▶ EXERCISE DIRECTIONS: Write every record out again exactly as given.
______________________________
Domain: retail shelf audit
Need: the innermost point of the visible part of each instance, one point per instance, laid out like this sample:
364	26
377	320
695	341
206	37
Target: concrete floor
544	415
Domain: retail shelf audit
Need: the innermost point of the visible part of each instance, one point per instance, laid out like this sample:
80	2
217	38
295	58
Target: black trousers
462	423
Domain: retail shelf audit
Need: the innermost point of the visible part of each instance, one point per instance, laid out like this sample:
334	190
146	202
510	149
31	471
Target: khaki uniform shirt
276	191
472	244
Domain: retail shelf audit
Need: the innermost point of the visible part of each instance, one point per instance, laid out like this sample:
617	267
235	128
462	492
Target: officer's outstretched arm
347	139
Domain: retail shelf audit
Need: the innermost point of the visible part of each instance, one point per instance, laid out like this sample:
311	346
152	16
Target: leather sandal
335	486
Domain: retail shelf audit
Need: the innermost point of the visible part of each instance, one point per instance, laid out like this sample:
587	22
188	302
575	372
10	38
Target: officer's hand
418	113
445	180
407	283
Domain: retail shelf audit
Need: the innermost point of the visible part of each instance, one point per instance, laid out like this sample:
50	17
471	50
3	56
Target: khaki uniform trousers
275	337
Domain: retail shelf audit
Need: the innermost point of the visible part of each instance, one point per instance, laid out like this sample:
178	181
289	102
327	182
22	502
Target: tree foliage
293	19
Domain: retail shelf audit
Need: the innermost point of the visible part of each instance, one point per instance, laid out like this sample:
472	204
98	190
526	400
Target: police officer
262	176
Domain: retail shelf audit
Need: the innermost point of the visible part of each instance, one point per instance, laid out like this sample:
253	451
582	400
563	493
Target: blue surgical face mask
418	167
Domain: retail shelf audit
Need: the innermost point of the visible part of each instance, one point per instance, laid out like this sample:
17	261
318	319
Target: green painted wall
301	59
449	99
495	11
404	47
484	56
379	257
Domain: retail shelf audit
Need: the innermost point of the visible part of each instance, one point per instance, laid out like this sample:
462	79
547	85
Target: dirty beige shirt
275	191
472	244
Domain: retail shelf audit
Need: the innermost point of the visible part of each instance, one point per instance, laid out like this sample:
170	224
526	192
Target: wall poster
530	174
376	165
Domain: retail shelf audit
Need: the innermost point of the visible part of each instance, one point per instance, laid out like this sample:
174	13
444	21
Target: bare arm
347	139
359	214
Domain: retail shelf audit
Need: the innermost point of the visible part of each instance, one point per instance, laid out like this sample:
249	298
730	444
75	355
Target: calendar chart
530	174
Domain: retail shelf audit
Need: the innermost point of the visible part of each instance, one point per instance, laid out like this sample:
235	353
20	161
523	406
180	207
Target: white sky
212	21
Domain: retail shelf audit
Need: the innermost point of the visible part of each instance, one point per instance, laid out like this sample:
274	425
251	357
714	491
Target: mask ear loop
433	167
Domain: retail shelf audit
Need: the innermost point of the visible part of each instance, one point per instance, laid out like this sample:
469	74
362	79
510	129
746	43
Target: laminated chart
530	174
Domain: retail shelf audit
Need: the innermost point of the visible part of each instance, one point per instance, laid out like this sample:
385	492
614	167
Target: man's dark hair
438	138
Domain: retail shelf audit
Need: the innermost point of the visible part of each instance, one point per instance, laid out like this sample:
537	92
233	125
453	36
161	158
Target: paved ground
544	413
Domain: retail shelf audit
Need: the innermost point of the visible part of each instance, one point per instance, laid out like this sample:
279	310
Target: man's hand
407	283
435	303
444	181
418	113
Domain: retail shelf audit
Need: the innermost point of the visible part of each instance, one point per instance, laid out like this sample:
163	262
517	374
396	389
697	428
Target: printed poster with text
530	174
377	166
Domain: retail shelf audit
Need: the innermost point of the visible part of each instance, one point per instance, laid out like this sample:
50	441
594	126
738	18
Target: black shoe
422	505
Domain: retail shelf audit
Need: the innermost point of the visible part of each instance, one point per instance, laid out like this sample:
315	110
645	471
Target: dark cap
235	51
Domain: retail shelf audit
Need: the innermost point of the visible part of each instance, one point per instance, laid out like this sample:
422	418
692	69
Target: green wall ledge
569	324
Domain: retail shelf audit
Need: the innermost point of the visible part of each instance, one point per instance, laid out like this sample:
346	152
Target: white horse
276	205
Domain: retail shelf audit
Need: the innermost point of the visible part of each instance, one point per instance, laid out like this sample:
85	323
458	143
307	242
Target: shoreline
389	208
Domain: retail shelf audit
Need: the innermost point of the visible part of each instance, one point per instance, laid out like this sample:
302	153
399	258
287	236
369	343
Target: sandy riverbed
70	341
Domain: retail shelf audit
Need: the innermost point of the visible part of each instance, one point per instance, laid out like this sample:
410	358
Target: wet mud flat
______________________________
▶ WRITTEN SOLUTION:
Domain: retail shelf audit
Need: the innermost point of the visible part of each instance, one point per instance, laid out like this sample:
364	26
377	320
695	341
206	37
Target: concrete floor
544	415
Domain: retail shelf audit
Need: the innermost point of the visible part of each instance, one point per instance, laid out like this sample:
80	2
217	38
295	58
Target: black trousers
462	423
Domain: retail shelf audit
Need: the innermost point of the visible part of each instance, one point per instance, laid out like this sample:
334	190
146	202
510	149
31	471
Target: khaki uniform shirt
276	191
472	244
Domain: retail shelf audit
Need: the innermost point of the visible part of each instance, one point per instance, laid out like this sample:
617	267
235	128
462	492
Target: officer's outstretched arm
347	139
Domain: retail shelf audit
Need: the innermost point of the visible part of each instance, one point per instance, laid out like this sample:
311	346
152	16
Target: leather sandal
335	486
Domain: retail shelf audit
Need: the innermost point of the visible part of each instance, one point per instance, laid out like this sample:
587	22
188	302
575	372
10	38
Target: officer's hand
418	113
445	180
407	283
Domain: retail shelf audit
Need: the innermost point of the visible part of each instance, one point per instance, laid out like this sample:
50	17
471	50
3	56
Target: khaki uniform trousers
275	337
Domain: retail shelf audit
Need: the innermost point of the visible part of each instance, one point per instance, laid out like this sample:
178	181
289	102
327	182
22	502
Target: tree foliage
293	19
Domain: retail shelf audit
Need: the innermost point of the visible part of each instance, one point per instance, laid out like this sample:
472	204
98	190
526	400
Target: police officer
262	176
Domain: retail shelf audit
Need: the innermost point of the visible part of each instance, one point per instance, laid out like this sample:
253	451
582	400
563	493
Target: blue surgical face mask
418	167
Domain: retail shelf audit
Need: the innermost point of the visible part of each instance, one point per instance, laid out like this sample:
17	261
318	319
Target: green painted wall
301	59
449	99
495	11
404	47
484	56
379	257
Domain: retail shelf audit
Need: the innermost point of the visible part of each instance, one point per instance, laid out like this sample:
462	79
547	85
Target: dirty beige shirt
275	191
472	244
Domain: retail shelf audit
Need: the innermost point of the visible part of each instance, one point per instance, laid out like this sample:
170	224
526	192
Target: wall poster
530	174
376	165
Domain: retail shelf audit
Need: the innermost point of the visible part of each instance, one point per instance, laid out like this sample:
174	13
444	21
Target: bare arm
347	139
359	214
Domain: retail shelf audit
Need: the innermost point of the visible part of each instance, one point per instance, laid out like this sample:
249	298
730	444
75	355
Target: calendar chart
530	174
Domain: retail shelf audit
Need: the innermost point of the visible part of each instance, one point per instance, laid out like this sample:
235	353
20	161
523	406
180	207
Target: white sky
212	21
Domain: retail shelf audit
Need: the innermost point of the visible part of each instance, one point per instance, laid out like this sample:
274	425
251	357
714	491
Target: mask ear loop
433	167
Domain: retail shelf audit
Need: the innermost point of the visible part of each instance, one point per instance, laid out like this sample:
469	74
362	79
510	129
746	43
Target: laminated chart
530	174
Domain: retail shelf audit
Need: the innermost point of the visible part of each instance, one point per instance, laid out like this sample:
385	492
614	167
Target: man's dark hair
438	138
Domain: retail shelf audit
Need: the innermost point of the visible part of each instance, one point per instance, laid out like this sample:
537	92
233	125
453	36
161	158
Target: paved ground
544	413
Domain: retail shelf audit
Need: the innermost point of the visible part of each instance, one point per instance, laid out like this sample:
279	310
Target: man's hand
407	283
435	303
444	181
418	113
Domain: retail shelf audit
Need: the innermost point of the visible part of each instance, one point per instance, laid out like this sample:
163	262
517	374
396	389
697	428
Target: printed poster with text
530	174
377	166
Domain: retail shelf audit
Need: the innermost point of the visible part of each instance, one point per instance, laid out like this sample:
50	441
594	126
738	18
Target: black shoe
422	505
Domain: retail shelf audit
Need: the innermost point of the visible part of each instance, one point per instance, laid out like this sample:
315	110
645	471
Target: dark cap
235	51
Domain: retail shelf audit
Need: the innermost point of the visible part of each instance, one point per instance, laid out like this sample:
422	418
692	69
Target: green wall ledge
569	324
Domain: retail shelf audit
Need: the innermost point of the visible part of each instance, one point per instance, laid out like this sample:
346	152
Target: white horse
276	205
Domain: retail shelf audit
Need: the innermost point of the visible part of each instance, one point per instance, laid out like this sample:
85	323
458	143
307	242
Target: shoreline
389	208
Domain: retail shelf audit
Need: the innermost point of the visible part of each instance, one point per instance, laid out like this sample:
302	153
399	258
287	236
369	343
Target: sandy riverbed
70	341
Domain: retail shelf audit
Need: the innermost point of the visible part of each instance, one point per instance, laid out like this sample:
410	358
Target: wet mud flat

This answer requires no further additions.